Passage given ->
Chapter 2

Getting Started with Machine Learning


Rarely a Straight Line

With machine learning there’s rarely a straight line from start to finish—you’ll find yourself constantly iterating and trying different ideas and approaches. This section describes a systematic machine learning workflow, highlighting some key decision points along the way.

Real-world data sets can be messy, incomplete, and in a variety of formats. You may have simple numeric data. But sometimes you’re combining several different data types, such as sensor signals, text, and streaming images from a camera.

For example, to select features to train an object detection algorithm requires specialized knowledge of image processing. Different types of data require different approaches to preprocessing.

Choosing the right model is a balancing act. Highly flexible models tend to overfit data by modeling minor variations that could be noise. On the other hand, simple models may assume too much. There are always tradeoffs between model speed, accuracy, and complexity.

Every machine learning workflow begins with three questions:

  • What kind of data are you working with?
  • What insights do you want to get from it?
  • How and where will those insights be applied?

Your answers to these questions help you decide whether to use supervised or unsupervised learning.

What the exercise asks -> Reproduce the section of the machine learning passage from "Choosing the right" up to and including "insights be applied?".

Dataset excerpts ->
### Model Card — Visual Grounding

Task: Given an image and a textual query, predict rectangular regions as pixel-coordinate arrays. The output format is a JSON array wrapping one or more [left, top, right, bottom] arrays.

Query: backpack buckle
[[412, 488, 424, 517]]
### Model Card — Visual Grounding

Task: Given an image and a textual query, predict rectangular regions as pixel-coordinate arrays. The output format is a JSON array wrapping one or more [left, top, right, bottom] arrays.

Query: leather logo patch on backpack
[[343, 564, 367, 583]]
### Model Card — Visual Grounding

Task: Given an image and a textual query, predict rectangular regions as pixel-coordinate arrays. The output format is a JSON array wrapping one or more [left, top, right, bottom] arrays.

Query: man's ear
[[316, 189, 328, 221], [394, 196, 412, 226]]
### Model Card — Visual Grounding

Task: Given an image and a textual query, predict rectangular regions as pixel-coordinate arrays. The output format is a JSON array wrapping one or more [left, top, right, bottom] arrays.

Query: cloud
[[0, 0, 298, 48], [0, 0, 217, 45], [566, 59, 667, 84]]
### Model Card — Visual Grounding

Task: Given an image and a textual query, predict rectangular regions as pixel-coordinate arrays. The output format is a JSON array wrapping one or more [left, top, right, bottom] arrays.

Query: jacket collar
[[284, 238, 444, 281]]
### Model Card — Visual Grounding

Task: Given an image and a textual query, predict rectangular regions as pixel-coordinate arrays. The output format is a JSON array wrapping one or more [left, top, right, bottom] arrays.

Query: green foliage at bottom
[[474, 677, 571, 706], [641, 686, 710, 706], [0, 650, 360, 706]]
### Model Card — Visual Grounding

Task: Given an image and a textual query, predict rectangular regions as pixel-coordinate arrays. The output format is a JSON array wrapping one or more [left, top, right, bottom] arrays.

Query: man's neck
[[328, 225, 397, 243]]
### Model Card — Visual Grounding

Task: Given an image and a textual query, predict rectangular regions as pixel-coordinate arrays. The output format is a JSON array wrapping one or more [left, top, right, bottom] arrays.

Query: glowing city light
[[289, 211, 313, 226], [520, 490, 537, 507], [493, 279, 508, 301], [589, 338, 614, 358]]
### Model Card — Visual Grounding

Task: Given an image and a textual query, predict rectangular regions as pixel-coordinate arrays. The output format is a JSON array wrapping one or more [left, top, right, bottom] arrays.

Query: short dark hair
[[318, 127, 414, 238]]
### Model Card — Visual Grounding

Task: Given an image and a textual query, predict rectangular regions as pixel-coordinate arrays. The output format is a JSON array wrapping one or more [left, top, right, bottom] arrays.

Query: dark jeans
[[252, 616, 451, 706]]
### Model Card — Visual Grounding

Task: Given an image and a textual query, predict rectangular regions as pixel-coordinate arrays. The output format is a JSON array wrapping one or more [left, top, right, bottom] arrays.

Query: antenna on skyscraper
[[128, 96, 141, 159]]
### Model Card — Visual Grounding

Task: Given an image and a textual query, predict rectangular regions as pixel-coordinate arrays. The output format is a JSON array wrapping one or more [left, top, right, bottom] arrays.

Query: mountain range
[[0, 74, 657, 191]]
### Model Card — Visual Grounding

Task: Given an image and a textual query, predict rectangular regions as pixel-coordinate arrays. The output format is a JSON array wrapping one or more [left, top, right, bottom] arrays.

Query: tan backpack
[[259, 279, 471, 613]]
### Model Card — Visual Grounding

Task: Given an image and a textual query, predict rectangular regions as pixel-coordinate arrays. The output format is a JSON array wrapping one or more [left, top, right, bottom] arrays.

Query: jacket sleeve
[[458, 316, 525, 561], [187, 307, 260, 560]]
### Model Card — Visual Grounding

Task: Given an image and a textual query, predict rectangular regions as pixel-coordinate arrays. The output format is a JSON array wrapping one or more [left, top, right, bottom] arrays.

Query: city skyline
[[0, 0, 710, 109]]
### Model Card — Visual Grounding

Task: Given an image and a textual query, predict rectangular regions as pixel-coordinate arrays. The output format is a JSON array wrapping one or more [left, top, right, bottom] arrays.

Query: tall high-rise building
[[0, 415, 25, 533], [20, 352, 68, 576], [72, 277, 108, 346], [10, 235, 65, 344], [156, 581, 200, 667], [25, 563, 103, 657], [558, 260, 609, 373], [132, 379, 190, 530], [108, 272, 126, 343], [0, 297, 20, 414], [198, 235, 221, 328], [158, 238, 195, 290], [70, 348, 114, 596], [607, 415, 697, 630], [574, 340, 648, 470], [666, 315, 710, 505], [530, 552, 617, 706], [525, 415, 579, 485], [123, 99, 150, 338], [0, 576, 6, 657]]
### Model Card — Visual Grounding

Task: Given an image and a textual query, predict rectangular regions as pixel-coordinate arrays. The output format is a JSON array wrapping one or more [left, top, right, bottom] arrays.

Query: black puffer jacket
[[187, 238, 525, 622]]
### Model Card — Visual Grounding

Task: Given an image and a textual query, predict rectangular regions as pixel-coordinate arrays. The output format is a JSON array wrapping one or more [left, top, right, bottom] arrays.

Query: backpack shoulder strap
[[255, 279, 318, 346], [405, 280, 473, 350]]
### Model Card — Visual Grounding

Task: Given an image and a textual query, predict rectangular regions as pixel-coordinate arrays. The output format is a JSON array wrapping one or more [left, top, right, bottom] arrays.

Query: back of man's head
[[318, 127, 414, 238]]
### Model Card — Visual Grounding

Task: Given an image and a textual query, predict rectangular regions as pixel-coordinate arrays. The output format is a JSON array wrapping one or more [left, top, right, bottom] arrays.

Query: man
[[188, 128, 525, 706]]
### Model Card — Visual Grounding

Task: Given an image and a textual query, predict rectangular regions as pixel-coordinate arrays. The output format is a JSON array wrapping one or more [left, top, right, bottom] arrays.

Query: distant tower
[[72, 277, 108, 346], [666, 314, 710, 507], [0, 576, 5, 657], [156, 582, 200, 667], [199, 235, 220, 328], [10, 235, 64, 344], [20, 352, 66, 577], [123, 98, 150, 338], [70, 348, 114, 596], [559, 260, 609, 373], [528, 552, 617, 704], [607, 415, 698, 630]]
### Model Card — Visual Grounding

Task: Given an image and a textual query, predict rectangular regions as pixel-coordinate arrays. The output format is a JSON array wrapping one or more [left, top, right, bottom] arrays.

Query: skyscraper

Task answer ->
Choosing the right model is a balancing act. Highly flexible models tend to overfit data by modeling minor variations that could be noise. On the other hand, simple models may assume too much. There are always tradeoffs between model speed, accuracy, and complexity.

Every machine learning workflow begins with three questions:

  • What kind of data are you working with?
  • What insights do you want to get from it?
  • How and where will those insights be applied?